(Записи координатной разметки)
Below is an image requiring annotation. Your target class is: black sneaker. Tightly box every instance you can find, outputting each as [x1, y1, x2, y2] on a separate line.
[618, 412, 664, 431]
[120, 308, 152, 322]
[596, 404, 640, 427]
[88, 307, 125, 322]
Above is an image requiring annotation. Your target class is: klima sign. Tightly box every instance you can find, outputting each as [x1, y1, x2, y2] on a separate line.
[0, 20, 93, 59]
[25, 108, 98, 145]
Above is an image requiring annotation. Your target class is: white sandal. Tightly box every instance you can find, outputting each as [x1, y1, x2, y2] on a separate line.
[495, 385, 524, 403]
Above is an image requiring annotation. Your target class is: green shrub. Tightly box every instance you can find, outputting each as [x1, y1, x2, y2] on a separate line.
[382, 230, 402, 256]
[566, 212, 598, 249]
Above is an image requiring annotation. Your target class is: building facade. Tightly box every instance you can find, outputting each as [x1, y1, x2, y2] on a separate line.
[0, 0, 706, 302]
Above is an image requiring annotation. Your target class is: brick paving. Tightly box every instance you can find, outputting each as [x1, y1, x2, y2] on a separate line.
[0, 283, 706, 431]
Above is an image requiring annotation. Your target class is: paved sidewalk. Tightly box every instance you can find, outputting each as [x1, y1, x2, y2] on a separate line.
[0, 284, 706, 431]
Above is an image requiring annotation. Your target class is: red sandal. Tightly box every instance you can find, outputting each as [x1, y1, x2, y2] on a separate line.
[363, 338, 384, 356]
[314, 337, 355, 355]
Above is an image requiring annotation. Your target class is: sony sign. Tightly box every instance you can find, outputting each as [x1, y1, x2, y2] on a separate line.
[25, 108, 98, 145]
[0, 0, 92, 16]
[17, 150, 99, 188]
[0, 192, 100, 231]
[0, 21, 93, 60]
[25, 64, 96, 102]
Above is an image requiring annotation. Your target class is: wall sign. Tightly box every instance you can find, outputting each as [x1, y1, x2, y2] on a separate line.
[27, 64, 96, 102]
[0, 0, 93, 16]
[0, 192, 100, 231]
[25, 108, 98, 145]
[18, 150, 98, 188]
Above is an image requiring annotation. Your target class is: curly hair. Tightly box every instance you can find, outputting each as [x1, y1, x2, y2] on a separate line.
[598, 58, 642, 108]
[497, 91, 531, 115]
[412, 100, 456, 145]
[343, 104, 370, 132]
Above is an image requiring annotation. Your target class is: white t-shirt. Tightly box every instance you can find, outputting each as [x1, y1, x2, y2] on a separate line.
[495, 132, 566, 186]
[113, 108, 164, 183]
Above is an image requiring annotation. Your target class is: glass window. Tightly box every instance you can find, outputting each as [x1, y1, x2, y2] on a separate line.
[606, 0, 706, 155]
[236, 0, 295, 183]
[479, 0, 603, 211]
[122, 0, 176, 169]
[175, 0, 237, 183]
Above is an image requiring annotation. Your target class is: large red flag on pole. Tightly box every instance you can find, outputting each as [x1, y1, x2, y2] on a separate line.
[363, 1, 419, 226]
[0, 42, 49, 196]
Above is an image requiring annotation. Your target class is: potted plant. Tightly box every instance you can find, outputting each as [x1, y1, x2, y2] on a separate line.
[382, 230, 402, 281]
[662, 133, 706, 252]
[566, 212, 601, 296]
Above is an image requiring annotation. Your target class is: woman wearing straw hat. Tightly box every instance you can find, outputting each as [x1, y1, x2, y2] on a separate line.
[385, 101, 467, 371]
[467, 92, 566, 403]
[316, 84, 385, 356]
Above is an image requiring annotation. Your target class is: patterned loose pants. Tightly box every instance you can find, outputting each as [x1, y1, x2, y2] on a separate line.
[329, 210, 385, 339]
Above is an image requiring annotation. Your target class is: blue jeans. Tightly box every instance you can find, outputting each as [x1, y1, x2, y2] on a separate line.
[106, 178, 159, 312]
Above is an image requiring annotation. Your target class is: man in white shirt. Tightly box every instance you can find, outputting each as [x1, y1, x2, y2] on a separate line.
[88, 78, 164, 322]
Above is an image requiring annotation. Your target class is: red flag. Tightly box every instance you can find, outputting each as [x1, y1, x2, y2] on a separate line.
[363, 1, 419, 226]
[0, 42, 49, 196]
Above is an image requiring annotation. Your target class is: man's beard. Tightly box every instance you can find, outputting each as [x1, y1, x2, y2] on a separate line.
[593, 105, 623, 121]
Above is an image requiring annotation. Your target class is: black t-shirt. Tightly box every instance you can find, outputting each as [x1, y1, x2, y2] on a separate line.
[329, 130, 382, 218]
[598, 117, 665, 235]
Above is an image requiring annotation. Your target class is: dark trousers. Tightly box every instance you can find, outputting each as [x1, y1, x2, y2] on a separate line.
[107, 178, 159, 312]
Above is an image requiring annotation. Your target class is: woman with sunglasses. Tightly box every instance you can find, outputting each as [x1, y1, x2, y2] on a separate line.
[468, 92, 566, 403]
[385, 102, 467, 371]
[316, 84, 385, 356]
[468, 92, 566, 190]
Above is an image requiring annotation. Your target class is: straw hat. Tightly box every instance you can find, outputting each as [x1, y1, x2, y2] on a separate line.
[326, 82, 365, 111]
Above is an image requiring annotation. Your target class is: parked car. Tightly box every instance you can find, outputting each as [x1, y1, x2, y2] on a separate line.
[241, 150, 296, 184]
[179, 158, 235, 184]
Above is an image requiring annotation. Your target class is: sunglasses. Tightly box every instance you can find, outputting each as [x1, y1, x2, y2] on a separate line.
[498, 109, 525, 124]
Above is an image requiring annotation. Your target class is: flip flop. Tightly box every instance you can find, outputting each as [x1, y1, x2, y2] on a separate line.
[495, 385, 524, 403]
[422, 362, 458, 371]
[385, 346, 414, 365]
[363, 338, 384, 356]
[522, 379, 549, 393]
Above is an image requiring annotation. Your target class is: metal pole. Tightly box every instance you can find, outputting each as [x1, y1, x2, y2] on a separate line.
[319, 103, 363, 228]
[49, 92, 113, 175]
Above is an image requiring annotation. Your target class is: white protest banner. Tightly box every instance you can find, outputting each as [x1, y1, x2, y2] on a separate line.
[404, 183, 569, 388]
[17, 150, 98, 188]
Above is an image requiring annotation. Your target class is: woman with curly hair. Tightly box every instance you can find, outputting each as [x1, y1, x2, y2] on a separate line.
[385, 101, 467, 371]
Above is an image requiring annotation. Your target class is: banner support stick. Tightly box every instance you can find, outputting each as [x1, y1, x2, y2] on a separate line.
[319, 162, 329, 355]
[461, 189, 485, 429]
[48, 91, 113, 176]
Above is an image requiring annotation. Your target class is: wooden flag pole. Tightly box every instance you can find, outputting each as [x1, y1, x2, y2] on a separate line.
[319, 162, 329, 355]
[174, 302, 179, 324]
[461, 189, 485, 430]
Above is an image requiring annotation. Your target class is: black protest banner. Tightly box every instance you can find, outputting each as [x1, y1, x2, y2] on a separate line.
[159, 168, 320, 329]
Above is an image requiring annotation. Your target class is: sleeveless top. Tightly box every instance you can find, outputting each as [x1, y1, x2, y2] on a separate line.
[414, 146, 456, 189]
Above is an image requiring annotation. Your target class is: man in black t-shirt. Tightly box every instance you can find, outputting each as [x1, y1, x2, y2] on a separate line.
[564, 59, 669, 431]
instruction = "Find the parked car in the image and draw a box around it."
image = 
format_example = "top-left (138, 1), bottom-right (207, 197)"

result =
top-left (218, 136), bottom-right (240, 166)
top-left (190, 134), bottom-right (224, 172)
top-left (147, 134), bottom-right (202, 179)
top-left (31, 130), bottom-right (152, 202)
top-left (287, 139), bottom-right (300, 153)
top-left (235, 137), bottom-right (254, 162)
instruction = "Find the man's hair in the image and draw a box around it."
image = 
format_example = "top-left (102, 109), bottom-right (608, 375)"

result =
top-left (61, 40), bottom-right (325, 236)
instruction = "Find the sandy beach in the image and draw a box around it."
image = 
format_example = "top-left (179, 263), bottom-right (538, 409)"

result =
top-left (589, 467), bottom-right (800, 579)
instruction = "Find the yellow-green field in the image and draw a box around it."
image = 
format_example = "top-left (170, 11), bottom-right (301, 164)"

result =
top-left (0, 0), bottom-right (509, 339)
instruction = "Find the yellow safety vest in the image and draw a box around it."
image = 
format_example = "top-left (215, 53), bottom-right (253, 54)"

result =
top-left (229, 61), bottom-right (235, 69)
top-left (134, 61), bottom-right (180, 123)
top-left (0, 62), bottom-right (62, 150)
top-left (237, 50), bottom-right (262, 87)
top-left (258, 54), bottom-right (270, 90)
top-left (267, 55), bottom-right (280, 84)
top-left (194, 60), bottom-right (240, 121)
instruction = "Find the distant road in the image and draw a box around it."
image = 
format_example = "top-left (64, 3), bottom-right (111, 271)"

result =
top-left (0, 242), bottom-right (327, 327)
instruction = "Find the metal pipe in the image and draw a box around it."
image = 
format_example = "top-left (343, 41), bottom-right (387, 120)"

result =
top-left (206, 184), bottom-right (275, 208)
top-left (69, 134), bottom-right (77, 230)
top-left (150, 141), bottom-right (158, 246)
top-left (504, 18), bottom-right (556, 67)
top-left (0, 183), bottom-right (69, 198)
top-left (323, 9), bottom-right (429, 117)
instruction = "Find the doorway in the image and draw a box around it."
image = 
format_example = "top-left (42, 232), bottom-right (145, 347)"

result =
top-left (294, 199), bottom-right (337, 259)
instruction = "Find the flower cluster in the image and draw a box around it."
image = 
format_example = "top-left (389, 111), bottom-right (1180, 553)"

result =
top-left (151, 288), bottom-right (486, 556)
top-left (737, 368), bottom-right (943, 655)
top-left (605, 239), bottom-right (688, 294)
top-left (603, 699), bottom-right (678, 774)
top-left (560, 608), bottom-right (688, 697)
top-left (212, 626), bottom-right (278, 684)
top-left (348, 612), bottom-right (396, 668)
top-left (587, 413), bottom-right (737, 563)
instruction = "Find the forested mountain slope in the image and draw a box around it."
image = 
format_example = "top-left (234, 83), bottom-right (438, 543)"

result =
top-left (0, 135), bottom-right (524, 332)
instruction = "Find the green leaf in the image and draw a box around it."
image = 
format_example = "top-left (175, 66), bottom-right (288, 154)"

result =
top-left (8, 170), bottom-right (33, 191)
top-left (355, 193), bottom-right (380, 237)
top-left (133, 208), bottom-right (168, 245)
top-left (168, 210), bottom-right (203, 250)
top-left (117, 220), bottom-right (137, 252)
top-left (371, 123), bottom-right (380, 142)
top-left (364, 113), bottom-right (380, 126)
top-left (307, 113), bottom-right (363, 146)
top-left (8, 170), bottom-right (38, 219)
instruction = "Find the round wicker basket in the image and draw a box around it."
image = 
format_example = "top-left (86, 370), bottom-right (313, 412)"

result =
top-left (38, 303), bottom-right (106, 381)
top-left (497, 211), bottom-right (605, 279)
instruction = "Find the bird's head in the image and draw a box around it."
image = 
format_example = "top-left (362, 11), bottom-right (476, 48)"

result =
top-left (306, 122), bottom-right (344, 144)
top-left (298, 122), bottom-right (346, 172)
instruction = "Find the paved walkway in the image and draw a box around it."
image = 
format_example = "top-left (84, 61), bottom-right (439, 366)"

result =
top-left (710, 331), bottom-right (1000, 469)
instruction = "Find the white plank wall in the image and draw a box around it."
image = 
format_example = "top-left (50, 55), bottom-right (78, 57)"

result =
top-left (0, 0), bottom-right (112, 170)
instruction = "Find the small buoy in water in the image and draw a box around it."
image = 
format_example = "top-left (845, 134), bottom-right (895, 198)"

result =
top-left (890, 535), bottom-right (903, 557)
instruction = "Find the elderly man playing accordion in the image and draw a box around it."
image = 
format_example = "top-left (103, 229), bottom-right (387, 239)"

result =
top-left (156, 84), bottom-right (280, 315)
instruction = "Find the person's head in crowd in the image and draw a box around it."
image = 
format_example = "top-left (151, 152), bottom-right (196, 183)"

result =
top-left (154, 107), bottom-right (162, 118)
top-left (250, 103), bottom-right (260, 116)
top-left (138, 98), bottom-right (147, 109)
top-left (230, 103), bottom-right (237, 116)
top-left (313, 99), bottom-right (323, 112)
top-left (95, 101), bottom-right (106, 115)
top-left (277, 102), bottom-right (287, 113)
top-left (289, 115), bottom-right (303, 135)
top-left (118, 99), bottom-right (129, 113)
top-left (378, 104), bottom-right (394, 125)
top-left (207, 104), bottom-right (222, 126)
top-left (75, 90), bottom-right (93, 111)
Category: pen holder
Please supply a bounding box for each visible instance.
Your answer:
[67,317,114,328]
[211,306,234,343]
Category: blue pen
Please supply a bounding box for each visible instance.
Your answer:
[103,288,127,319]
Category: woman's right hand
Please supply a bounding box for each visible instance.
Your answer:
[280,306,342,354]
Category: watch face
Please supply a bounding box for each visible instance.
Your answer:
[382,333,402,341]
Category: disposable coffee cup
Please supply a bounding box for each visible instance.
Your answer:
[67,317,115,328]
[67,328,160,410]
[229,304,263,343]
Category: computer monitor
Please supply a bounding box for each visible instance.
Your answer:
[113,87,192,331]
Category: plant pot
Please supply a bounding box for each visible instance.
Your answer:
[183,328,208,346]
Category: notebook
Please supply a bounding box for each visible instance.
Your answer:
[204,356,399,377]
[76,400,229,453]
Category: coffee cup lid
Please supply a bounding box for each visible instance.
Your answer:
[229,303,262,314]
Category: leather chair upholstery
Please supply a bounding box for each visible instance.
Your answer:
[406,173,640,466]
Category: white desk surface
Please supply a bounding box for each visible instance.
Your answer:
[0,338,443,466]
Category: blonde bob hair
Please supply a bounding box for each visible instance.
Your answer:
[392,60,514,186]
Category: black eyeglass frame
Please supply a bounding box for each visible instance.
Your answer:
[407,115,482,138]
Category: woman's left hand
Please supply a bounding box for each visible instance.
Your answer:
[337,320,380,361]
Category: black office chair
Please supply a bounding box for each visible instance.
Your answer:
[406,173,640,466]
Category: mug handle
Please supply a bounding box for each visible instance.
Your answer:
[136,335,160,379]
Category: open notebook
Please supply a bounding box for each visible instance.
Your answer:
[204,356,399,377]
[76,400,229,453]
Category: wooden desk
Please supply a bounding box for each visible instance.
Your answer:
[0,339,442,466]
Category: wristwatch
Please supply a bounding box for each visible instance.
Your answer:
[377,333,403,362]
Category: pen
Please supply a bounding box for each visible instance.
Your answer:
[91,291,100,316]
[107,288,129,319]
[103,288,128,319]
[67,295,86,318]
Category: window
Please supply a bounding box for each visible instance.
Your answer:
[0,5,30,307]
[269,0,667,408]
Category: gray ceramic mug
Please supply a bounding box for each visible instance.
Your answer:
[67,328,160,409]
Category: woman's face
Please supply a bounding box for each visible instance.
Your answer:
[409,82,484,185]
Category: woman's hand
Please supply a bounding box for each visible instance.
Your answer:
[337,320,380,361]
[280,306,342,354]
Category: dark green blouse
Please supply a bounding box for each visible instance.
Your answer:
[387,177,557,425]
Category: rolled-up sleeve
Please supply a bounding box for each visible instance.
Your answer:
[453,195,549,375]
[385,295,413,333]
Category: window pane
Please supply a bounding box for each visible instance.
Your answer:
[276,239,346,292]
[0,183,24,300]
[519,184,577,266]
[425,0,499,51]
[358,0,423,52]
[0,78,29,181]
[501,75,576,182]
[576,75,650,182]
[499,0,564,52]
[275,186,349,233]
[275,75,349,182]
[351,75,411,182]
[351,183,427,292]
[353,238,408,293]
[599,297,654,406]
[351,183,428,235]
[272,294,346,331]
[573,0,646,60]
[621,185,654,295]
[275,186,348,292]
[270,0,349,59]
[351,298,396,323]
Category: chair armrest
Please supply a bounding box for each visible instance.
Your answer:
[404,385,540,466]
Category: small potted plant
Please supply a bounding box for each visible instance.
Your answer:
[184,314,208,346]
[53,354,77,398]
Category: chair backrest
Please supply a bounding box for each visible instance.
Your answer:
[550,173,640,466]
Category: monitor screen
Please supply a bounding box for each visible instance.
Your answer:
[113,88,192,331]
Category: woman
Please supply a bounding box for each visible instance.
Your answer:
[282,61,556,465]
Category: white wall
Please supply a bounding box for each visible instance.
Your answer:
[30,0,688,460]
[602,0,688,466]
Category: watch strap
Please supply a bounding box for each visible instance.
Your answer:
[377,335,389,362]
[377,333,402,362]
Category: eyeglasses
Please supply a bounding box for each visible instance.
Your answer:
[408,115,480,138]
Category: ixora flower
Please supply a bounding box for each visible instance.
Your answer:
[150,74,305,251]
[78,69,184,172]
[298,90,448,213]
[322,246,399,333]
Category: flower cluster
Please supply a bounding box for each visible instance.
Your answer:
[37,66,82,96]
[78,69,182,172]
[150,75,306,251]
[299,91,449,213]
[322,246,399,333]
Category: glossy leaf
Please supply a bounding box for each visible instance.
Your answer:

▸ ЧТО СДЕЛАТЬ:
Пожалуйста, приведите все строки от той, где стоит «Category: black office chair», вниз до строки с «[377,333,403,362]» включительно, подставив «writing desk» вместо «wooden desk». Остальное не меняйте.

▸ ПОЛНОЕ РЕШЕНИЕ:
Category: black office chair
Please supply a bounding box for each visible instance.
Your answer:
[406,173,640,466]
Category: mug handle
Please supply a bounding box for each visible instance.
Your answer:
[136,335,160,379]
Category: open notebook
Please supply a bounding box for each visible instance.
Your answer:
[204,356,399,377]
[76,400,229,453]
Category: writing desk
Please supply a bounding box for each visible instance.
Your answer:
[0,339,442,466]
Category: wristwatch
Please supply a bounding box for each visible instance.
Your answer:
[377,333,403,362]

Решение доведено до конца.